[START OF INFORMATION SUPPLIED]

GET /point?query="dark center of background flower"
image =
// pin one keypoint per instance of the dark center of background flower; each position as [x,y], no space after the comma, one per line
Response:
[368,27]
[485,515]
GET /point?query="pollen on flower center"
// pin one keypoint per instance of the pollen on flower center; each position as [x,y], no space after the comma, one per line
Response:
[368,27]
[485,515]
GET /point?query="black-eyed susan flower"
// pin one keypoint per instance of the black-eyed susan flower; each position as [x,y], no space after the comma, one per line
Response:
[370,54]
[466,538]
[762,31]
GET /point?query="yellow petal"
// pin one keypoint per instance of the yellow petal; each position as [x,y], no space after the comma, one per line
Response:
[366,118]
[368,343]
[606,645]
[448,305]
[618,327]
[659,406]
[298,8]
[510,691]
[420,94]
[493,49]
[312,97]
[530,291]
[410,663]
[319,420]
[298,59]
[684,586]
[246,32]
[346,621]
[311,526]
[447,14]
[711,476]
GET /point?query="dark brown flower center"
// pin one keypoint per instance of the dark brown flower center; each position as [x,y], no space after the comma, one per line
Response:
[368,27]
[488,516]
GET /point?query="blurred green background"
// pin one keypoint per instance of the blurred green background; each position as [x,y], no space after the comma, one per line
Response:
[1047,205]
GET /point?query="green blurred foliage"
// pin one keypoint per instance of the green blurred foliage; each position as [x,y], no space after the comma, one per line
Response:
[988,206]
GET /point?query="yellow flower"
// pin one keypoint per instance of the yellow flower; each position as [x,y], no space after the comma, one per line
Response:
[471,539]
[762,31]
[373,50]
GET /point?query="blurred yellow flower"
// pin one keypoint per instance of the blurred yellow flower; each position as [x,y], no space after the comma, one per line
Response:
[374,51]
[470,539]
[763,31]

[END OF INFORMATION SUPPLIED]

AIM: Write every line of the material above again, exactly.

REPLY TO THE EXERCISE:
GET /point?query="dark center of background flower"
image =
// pin one keypoint per instance of the dark center of background flower; each position as [x,y], no space after the comma, one per line
Response:
[368,27]
[485,515]
GET /point?query="pollen on flower center"
// pin one keypoint per instance of the pollen on flower center; each position as [x,y], no space after the comma, one per line
Response:
[368,27]
[485,515]
GET /point?query="black-eyed susan flower"
// pin one keypoint per instance of the black-eyed susan flower; each position as [x,y], no space after the comma, one per line
Response:
[370,54]
[466,538]
[762,31]
GET /point?query="yellow petal"
// pin one keypoint per instance of the yellow petal; each position as [x,y], no space after the comma, one per line
Response:
[366,118]
[368,343]
[606,645]
[448,305]
[618,327]
[659,406]
[298,8]
[510,691]
[420,94]
[493,49]
[312,97]
[530,291]
[410,663]
[319,420]
[298,59]
[684,586]
[246,32]
[346,621]
[311,526]
[447,14]
[711,476]
GET /point?query="dark brown flower center"
// pin one keypoint per instance of the dark brown flower center; each position as [x,y], no space after the comma, one per line
Response:
[368,27]
[488,516]
GET /point?query="blurred green background"
// pin one keypoint per instance of the blurred green background; each position as [x,y], no space after the comma, one per line
Response:
[1047,205]
GET /point?query="green blurred foliage"
// pin one keypoint per instance of the green blurred foliage; each position as [x,y], no space after the comma, one per line
Response:
[988,206]
GET /point?query="yellow flower"
// pin one keypoint per instance of the yellow flower; each position as [x,y], no space after the comma, one per line
Response:
[471,539]
[762,31]
[373,50]
GET /point?query="blurred yellow flower"
// pin one keypoint per instance of the blurred yellow flower; each position as [x,y], no space after the comma, one per line
Response:
[374,51]
[470,539]
[763,31]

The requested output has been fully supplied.